> **Stored data**:
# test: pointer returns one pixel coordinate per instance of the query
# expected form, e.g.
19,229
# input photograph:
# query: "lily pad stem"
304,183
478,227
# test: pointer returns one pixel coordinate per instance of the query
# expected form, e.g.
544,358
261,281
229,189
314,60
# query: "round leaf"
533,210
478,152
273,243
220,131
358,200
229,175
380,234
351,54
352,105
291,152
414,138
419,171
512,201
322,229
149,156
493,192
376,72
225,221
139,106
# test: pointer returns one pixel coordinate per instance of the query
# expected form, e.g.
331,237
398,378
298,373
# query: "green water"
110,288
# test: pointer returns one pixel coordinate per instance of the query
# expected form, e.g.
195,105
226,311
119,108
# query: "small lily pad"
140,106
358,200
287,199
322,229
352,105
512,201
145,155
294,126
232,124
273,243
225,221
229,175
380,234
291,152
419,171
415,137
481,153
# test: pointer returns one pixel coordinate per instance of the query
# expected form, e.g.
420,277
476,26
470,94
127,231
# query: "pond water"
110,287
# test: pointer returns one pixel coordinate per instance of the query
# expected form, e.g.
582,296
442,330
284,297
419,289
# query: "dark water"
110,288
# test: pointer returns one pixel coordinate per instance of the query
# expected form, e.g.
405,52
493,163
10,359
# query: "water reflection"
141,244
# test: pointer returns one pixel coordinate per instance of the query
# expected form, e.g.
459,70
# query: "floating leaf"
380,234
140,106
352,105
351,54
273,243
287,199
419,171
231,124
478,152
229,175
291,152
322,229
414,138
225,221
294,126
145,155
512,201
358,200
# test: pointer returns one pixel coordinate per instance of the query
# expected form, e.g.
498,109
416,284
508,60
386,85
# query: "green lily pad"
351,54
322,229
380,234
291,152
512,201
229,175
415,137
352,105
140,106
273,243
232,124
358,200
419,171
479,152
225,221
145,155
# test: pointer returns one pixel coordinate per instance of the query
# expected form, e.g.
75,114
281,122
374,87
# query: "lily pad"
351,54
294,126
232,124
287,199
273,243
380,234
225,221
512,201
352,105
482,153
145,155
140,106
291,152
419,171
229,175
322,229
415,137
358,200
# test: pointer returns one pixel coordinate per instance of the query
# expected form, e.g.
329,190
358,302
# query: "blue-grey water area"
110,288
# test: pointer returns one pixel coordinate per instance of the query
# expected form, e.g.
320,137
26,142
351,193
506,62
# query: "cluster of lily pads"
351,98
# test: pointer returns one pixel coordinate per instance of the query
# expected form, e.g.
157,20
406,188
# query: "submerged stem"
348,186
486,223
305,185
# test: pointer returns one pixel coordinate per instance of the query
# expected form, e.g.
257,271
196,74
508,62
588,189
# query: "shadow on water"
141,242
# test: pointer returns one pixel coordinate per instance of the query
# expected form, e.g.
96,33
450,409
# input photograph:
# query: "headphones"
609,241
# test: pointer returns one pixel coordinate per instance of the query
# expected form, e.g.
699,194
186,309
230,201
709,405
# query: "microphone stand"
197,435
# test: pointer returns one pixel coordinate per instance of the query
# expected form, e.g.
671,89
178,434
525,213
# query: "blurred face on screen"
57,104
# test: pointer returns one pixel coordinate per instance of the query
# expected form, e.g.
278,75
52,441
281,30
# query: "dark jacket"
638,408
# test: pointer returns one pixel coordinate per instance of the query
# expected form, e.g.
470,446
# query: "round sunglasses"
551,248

> **Task to carry out**: Which lines in the listing above contain the string "lily"? Pull out each of those lines in full.

> **Solved problem**:
# query: "lily pad stem"
# query: "small lily pad"
# query: "green lily pad"
# query: "lily pad"
# query: "cluster of lily pads"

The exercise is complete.